_Supplied text_
= = = =

Sunday, August 28, 2005

addendum

Also, what are they going to do with prisoners? Is the state or parish going to be liable if a prisoner dies in the hurricane? Or are they going to pack them all onto prison buses? What about nursing homes? Hospitals? Preemie wards in hospitals?

Man, these reporters totally suck. Twenty-four hour goddamn news cycle and all they can think to do is point out that not everyone living in New Orleans has a car in which to leave the city. Roll that one around in your heads, 'Murkans. Don't have cars.

Brace yourself, Ignatius

Having spent the majority of the day at the warm hearth of family and cable news (a combination of Fox and MSNBC), I thought I was well-versed in the Hurricane Katrina Is About To Eat New Orleans story. But in upwards of six total hours of coverage I saw, nobody mentioned:

1) The fact that "Experts have warned about New Orleans' vulnerability for years, chiefly because Louisiana has lost more than a million acres of coastal wetlands in the past seven decades. The vast patchwork of swamps and bayous south of the city serves as a buffer, partially absorbing the surge of water that a hurricane pushes ashore." Hey, does that mean wetlands might be good for something? Who would've thought?

2) That thing about the coffins being released. Wha? Huh? EW. Six hours worth of coverage, and all I can remember seeing is the swirling red and purple orb and some weatherblown newsmen. And the same three facts: Prez. Bush wants people to leave; winds of up to 175mph; Category 5. I think I would remember having heard about the coffins thing, considering that it's scarring my psyche as I type this. Coffins?

Unfortunately, though I feel better-informed having read some news stories, this leaves me with more questions than answers. Questions like:

A) Like, with dead people in them? ew!

B) How? How could this happen? Are the coffins in some sort of masoleum? Is that how you spell masoleum? Isn't the masoleum locked? Are there open-air masoleums? (Masolea?)

B.5) If we're not talking about masoleums, is this to mean that 28 feet of water could somehow unearth coffins? Does this have terrifying broader implications for flooding situations that we need to acknowledge?

C) Are the "legendary cemeteries" that everyone keeps mentioning in these AP stories supposed to be common knowledge, like the Grand Canyon or Mount Rushmore? Have I missed out? Why don't I know about the legendary cemeteries?

D) Are coffins sealed shut somehow, or might they release their organic cargo? There's probably no reason to lock a coffin... OR AT LEAST THERE WASN'T UNTIL NOW.


On top of my inability to stop thinking about the coffins being released from the legendary cemeteries, I also now how images of waterlogged zombies swimming around New Orleans. This makes no sort of sense - water doesn't have the capability to bring dead bodies back to life and make them want to eat brains, right? Or have I also missed an entire Flooding/Zombie movie genre as well?

= = = =

[Saved entries]
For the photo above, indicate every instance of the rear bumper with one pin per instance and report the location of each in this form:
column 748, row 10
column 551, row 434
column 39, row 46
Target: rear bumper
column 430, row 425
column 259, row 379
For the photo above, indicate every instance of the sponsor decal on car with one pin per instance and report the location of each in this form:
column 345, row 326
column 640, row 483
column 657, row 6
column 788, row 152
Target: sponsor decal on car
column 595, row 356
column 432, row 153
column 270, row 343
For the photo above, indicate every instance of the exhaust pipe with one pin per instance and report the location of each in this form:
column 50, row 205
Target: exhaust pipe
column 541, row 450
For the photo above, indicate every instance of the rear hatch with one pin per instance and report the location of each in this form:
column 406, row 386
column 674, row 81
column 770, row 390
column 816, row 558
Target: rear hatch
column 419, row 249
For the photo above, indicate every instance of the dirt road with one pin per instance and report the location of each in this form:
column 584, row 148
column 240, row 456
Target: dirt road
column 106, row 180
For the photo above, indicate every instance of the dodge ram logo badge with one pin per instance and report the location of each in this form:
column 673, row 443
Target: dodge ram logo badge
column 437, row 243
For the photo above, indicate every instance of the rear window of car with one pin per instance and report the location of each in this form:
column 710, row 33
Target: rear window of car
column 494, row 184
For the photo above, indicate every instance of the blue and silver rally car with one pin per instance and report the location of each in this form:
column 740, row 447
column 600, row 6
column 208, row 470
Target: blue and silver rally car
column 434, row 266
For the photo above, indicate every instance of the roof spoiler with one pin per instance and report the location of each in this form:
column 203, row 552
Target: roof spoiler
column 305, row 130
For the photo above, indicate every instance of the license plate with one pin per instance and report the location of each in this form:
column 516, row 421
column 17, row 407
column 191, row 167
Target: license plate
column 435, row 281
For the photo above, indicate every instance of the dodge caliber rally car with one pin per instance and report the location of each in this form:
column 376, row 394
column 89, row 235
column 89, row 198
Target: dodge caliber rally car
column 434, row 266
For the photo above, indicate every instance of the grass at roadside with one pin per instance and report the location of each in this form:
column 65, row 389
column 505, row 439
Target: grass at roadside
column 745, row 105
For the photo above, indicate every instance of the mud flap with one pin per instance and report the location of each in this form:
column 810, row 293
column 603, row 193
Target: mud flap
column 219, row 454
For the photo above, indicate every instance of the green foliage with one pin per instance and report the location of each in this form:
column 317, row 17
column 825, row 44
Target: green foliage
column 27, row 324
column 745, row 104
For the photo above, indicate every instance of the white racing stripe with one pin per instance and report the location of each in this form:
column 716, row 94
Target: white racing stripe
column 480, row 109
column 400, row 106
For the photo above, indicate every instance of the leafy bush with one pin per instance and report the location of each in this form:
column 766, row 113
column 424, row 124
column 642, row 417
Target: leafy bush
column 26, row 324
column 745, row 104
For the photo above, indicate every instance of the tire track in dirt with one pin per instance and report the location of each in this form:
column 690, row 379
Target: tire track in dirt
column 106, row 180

= = = =

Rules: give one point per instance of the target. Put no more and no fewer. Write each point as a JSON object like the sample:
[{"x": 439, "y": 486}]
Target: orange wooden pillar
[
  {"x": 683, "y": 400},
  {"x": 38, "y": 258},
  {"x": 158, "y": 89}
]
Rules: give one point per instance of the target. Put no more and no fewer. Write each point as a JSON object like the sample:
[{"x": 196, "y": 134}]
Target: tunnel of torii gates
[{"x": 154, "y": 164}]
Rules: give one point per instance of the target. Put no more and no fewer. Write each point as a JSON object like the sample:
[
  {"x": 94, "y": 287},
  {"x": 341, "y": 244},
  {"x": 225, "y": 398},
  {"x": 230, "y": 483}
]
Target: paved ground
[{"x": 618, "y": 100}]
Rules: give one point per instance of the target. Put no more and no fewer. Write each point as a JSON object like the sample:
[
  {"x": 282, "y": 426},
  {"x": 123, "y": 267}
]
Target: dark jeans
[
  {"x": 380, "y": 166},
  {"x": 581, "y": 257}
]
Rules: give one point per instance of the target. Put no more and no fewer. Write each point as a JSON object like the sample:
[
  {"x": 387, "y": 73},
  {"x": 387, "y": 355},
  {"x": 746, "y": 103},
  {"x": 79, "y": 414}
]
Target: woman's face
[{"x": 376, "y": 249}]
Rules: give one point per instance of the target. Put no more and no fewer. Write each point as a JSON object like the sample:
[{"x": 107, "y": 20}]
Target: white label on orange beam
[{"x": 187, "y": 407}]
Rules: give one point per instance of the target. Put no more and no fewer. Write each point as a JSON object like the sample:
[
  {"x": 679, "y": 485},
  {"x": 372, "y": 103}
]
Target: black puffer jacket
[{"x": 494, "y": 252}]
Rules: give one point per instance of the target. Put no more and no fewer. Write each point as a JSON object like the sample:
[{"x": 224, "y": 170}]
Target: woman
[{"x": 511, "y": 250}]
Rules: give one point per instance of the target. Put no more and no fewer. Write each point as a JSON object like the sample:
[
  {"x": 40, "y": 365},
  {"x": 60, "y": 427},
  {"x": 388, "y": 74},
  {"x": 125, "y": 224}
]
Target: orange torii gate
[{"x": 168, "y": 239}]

= = = =

_Problem to solve_
Reproduce the Hurricane Katrina blog post word for word, starting with "On top of my" and going on through "genre as well?". Draw only on the Hurricane Katrina blog post.

_Reply to the task_
On top of my inability to stop thinking about the coffins being released from the legendary cemeteries, I also now how images of waterlogged zombies swimming around New Orleans. This makes no sort of sense - water doesn't have the capability to bring dead bodies back to life and make them want to eat brains, right? Or have I also missed an entire Flooding/Zombie movie genre as well?